#### Задания:
- 1) Почему, согласно фрагменту, первый уровень постановки проблемы читателя не слишком занимает автора романа? Ответьте в одном-двух предложениях.
- 2) Ответьте по фрагменту на вопросы:
(a) Какими словами Ариэль называет проект вместо слова «роман»?
(b) На каком уровне проблема читателя оказывается ключевой для романа?
(c) Чьей философской системе приписывается категория, которую обозначает слово «читатель» во второй части романа?

#### Предложенный фрагмент:
------------------------------
Заметим, что как ни разу Ариэль не называет проект «романом» (а только «книгой», «делом», «туфтой»), так же ни разу он не говорит о «читателе» будущего романа, а только о «покупателях», «головах», «общей цифре», «сумме». «Сумма покупателей», «стадо голов» по определению подлежат разве что социологическому или статистическому анализу. Этот уровень постановки проблемы читателя, как видно, не слишком занимает автора романа; в его системе координат современной культуры массовый читатель - всего лишь статистическая единица непросвещенной публики, статистическая абстракция, с которой управляются «идиоты-маркетологи».

Но на втором уровне проблема читателя оказывается ключевой для романа. Ставится она на этом уровне принципиально иначе: если в первой части романа читатель был одним из участников литературного рынка, то во второй части слово «читатель» обозначает разные вещи, сюжетно - некую мистикофилософскую категорию, приписываемую философской системе В.С. Соловьева.
------------------------------
#### Извлечённые данные:

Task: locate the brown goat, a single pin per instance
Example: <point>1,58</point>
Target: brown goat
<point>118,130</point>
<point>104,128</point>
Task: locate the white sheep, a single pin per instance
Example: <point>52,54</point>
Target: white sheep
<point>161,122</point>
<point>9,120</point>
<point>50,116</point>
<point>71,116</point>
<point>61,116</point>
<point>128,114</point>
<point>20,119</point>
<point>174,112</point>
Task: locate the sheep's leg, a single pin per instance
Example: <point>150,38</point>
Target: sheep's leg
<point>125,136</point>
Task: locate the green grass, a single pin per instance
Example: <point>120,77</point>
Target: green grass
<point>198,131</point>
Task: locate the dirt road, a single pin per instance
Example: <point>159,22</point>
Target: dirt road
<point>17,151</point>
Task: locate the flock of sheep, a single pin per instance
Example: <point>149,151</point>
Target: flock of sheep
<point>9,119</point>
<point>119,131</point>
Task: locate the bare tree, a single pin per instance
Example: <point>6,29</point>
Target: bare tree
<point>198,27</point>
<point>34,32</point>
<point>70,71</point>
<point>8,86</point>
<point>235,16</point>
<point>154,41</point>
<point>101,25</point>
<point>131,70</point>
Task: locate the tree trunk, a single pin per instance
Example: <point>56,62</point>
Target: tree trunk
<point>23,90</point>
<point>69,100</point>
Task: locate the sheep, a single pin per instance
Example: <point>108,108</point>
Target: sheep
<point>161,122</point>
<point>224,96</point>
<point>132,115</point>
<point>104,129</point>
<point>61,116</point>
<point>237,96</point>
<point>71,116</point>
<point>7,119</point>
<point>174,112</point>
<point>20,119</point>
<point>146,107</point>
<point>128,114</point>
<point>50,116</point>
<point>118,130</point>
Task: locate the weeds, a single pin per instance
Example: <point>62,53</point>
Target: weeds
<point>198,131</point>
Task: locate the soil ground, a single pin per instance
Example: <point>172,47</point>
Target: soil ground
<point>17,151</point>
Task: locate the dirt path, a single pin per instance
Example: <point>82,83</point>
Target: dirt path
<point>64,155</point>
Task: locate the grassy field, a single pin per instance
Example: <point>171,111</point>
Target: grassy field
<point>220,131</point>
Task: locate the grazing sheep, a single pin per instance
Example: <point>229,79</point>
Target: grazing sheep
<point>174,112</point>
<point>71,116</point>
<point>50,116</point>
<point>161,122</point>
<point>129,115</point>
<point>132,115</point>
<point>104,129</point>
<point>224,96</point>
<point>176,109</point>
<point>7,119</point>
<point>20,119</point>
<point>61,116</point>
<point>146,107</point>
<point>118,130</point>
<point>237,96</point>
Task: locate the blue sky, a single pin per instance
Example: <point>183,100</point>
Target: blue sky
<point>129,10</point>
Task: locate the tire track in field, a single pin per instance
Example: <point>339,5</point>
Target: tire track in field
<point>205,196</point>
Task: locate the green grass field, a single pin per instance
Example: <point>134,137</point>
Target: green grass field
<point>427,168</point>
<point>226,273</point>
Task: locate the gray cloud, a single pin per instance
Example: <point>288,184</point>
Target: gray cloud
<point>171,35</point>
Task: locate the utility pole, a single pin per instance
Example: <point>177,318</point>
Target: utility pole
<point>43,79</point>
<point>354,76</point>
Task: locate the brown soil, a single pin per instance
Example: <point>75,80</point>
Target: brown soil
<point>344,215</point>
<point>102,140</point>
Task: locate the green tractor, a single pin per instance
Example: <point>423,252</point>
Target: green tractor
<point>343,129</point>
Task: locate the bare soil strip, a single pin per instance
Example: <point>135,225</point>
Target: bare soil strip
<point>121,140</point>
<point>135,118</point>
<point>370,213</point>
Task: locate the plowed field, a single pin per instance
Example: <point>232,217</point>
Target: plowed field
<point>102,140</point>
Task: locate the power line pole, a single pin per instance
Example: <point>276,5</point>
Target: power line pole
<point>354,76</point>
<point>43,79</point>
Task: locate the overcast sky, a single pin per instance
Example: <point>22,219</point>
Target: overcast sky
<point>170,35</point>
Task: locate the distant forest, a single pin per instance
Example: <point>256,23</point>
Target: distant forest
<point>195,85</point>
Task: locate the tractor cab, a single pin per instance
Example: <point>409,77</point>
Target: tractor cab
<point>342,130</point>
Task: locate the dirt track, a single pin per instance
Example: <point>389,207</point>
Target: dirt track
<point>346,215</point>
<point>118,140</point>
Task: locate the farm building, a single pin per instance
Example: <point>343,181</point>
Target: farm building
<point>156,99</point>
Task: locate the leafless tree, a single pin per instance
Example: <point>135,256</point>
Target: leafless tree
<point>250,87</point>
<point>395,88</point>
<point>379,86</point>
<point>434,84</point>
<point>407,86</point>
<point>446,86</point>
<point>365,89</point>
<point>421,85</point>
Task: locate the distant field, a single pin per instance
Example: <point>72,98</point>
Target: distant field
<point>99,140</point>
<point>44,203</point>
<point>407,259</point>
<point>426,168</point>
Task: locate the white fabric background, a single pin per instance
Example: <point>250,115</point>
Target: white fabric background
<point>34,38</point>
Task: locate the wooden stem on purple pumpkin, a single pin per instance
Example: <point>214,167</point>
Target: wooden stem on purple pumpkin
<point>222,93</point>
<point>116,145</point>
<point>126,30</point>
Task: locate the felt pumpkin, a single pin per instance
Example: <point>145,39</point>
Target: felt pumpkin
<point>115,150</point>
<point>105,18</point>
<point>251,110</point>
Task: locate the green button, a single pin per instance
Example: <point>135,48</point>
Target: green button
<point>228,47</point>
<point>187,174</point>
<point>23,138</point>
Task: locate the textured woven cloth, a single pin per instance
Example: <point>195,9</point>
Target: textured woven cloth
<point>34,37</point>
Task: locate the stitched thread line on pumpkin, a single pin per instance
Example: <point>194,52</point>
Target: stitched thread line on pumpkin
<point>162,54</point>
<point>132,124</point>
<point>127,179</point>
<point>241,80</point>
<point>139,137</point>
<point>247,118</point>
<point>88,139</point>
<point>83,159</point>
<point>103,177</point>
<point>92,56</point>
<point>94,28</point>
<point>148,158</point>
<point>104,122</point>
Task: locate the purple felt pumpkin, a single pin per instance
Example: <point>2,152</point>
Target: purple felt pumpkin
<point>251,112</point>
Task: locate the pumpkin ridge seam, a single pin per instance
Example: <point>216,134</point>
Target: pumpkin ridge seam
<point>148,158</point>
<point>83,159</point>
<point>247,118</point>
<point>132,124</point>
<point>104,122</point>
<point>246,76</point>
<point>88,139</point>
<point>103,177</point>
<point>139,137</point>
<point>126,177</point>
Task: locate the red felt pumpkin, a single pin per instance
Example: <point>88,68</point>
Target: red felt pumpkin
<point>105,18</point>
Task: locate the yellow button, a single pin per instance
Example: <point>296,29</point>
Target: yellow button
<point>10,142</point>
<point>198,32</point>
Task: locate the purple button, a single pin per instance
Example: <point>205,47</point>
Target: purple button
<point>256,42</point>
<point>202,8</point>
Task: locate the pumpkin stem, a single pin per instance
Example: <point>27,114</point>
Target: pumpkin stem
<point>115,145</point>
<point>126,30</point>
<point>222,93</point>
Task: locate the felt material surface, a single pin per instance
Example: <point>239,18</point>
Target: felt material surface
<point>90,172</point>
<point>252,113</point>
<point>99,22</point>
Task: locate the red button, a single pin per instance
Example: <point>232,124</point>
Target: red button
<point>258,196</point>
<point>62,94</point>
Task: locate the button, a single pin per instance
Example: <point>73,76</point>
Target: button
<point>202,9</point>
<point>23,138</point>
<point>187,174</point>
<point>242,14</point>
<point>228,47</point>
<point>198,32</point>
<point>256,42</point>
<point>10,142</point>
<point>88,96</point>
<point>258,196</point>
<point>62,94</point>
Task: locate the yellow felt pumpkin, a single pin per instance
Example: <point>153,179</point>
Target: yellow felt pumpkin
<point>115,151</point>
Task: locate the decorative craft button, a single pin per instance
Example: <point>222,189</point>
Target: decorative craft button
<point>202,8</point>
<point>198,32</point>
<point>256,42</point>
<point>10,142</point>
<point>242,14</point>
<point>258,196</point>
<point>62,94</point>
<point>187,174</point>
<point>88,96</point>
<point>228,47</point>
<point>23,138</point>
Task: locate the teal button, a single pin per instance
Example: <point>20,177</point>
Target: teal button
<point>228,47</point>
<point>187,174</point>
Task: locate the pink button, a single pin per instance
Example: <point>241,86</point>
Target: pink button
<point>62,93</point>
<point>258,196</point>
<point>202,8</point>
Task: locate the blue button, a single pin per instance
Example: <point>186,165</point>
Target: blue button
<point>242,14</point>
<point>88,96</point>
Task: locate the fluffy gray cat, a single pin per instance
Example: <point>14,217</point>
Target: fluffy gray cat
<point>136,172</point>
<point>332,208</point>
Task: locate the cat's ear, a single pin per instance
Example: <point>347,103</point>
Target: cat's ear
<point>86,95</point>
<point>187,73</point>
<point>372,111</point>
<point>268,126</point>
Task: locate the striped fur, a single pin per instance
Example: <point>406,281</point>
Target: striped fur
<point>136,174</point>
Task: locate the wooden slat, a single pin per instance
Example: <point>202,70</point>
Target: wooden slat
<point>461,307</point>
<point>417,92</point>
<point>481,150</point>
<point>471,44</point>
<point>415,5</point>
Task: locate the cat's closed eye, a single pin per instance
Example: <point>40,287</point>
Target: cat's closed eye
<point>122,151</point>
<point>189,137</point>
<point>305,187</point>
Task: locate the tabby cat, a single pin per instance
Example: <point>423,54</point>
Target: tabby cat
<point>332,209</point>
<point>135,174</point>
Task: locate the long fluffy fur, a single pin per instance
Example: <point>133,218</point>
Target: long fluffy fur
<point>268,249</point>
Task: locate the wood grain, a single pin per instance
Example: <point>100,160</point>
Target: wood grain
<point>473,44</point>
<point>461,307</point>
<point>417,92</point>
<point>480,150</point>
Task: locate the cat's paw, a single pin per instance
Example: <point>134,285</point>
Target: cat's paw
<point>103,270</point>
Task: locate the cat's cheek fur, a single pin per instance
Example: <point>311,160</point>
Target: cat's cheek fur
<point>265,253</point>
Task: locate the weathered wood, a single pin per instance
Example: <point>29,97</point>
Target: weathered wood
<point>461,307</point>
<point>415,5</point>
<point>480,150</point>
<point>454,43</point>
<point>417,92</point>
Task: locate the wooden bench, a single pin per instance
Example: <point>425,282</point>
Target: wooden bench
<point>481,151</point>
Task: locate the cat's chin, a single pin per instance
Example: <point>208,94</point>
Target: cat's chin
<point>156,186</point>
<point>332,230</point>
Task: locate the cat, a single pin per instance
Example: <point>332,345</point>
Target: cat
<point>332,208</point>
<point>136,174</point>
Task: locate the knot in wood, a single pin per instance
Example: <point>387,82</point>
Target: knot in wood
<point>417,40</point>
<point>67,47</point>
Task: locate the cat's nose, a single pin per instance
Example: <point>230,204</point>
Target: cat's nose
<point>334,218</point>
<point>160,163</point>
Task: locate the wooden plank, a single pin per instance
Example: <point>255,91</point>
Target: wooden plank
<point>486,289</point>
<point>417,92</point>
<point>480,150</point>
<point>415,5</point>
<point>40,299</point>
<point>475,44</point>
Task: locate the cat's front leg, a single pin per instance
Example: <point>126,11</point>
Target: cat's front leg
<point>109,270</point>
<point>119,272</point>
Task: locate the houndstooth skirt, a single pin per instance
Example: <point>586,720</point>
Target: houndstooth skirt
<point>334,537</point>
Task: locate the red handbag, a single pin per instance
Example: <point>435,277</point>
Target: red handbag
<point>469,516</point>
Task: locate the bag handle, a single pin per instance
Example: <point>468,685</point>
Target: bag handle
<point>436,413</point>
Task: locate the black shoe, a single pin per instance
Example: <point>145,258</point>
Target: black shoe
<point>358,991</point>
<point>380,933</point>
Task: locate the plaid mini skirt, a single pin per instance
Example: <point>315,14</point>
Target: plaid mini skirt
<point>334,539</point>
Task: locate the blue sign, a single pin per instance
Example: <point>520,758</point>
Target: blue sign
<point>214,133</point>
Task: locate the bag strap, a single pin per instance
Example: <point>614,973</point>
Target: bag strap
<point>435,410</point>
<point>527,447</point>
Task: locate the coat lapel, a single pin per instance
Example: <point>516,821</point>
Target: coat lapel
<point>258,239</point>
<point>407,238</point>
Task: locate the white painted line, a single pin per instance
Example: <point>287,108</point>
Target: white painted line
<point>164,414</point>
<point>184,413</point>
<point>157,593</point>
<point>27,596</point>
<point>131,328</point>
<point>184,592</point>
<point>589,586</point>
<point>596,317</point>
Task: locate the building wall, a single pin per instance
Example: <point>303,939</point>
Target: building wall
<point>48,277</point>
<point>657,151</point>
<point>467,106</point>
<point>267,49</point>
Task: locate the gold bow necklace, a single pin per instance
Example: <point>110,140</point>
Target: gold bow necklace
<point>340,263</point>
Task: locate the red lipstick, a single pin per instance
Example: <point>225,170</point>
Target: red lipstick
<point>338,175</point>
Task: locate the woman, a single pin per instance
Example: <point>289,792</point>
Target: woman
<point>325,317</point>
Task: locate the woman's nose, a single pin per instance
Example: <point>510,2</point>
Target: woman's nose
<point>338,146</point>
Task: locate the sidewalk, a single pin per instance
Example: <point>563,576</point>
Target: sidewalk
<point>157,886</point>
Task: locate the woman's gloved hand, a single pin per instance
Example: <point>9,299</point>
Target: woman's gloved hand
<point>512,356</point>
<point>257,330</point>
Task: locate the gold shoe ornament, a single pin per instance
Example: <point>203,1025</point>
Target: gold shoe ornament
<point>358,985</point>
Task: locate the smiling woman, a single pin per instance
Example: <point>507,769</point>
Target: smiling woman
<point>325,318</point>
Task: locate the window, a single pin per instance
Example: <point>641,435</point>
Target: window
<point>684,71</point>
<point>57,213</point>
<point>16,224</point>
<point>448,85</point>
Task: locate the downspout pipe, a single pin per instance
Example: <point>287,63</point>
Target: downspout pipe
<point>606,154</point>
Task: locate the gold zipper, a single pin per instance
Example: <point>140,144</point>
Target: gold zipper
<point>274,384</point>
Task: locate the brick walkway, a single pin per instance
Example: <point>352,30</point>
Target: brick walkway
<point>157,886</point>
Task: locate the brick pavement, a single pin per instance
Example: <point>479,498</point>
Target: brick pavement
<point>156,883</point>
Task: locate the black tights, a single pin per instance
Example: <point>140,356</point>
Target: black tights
------------------------------
#### Разобранные задания:
- 1) В системе координат автора романа массовый читатель всего лишь статистическая единица непросвещенной публики. Это статистическая абстракция, с которой управляются «идиоты-маркетологи».

- 2)
(a) «Книгой», «делом», «туфтой».
(b) На втором уровне.
(c) Философской системе В.С. Соловьева.